Flint Mountain Football Club (formerly Halkyn & Flint Mountain F.C.) is a Welsh football team based in Pentre Halkyn, Flintshire.  The team currently play in the Ardal NW, which is at the third tier of the Welsh football league system.

History
The club was formed in 2009 as Flint Mountain FC and joined the North East Wales League. They played on a number of pitches in and around Flint before playing at Northop Hall Pavilion, home of Northop Hall Ladies team. The 2018–19 season was one of great success for the club as they claimed the North East Wales League title and the North East Wales FA Horace Wynne Cup, as part of a quadruple-winning season. They moved into the Welsh National League (Wrexham Area) football system the following season as on the back of their promotion as champions.

GIVEN RECORDS —
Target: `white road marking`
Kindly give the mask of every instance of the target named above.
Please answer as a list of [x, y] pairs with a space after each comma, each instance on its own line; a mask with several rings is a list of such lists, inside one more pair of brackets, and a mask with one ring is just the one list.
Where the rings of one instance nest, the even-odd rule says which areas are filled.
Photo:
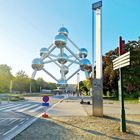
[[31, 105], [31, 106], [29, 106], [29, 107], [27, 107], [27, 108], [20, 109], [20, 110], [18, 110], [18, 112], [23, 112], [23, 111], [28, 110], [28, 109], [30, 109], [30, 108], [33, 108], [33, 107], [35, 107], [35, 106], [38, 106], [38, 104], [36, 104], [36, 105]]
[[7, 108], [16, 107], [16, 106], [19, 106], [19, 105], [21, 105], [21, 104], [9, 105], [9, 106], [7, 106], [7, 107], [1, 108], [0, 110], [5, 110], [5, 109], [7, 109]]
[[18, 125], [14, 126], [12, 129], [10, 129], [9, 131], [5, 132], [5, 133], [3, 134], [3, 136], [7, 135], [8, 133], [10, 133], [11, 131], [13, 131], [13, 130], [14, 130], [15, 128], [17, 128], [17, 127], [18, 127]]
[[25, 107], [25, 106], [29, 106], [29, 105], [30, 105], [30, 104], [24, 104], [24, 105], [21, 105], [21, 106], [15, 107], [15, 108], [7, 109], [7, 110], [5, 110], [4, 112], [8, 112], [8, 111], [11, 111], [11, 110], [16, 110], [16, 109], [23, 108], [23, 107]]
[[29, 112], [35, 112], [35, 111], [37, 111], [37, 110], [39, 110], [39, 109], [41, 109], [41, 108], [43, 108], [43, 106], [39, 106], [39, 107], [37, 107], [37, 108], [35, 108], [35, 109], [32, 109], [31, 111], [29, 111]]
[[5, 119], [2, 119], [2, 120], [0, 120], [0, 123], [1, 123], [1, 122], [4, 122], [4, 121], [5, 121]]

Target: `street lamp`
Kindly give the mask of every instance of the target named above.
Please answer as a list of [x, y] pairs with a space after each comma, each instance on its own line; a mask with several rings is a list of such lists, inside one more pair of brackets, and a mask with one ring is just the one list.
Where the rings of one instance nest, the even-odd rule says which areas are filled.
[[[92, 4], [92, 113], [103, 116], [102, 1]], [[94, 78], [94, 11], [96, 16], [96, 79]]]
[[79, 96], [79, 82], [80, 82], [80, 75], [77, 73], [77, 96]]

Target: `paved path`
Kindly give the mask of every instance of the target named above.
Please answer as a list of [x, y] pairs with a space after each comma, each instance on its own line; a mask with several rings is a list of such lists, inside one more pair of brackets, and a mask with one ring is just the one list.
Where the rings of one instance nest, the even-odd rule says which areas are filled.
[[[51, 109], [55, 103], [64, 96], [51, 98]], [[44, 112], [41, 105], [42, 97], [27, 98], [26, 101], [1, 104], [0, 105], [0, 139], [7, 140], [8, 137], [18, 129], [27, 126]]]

THINGS TO DO —
#1 Please copy out the Flint Mountain club text word for word, starting at "Flint Mountain Football" and ending at "promotion as champions.".
#2 In the Flint Mountain club text, which ground did the team play at after using pitches in and around Flint?
#3 Continue the Flint Mountain club text from the point where it stops.

ANSWERS TO THE TASKS —
#1
Flint Mountain Football Club (formerly Halkyn & Flint Mountain F.C.) is a Welsh football team based in Pentre Halkyn, Flintshire.  The team currently play in the Ardal NW, which is at the third tier of the Welsh football league system.

History
The club was formed in 2009 as Flint Mountain FC and joined the North East Wales League. They played on a number of pitches in and around Flint before playing at Northop Hall Pavilion, home of Northop Hall Ladies team. The 2018–19 season was one of great success for the club as they claimed the North East Wales League title and the North East Wales FA Horace Wynne Cup, as part of a quadruple-winning season. They moved into the Welsh National League (Wrexham Area) football system the following season as on the back of their promotion as champions.

#2 Northop Hall Pavilion, home of the Northop Hall Ladies team.

#3
Prior to the 2019–20 season commencing, Flint Mountain announced they would be moving once more, from the Northop Hall Pavilion to Halkyn United’s old pitch, Pant Newydd. As a result of the relocation, the team changed its name to Halkyn & Flint Mountain to acknowledge the move to Pentre Halkyn.

The club joined the newly formed North East Wales Football League in 2020 as a Premier Division club.  In May 2022 they announced they would be moving ground to groundshare Cae-y-Castell, home of Flint Town United.

On 9 June 2022, it was announced that the club had been promoted to the tier 3 Ardal NW League for the 2022–23 season. The following day the team announced that after approval from the North East Wales Football Association, the club had reverted to its previous name of Flint Mountain Football Club with immediate effect.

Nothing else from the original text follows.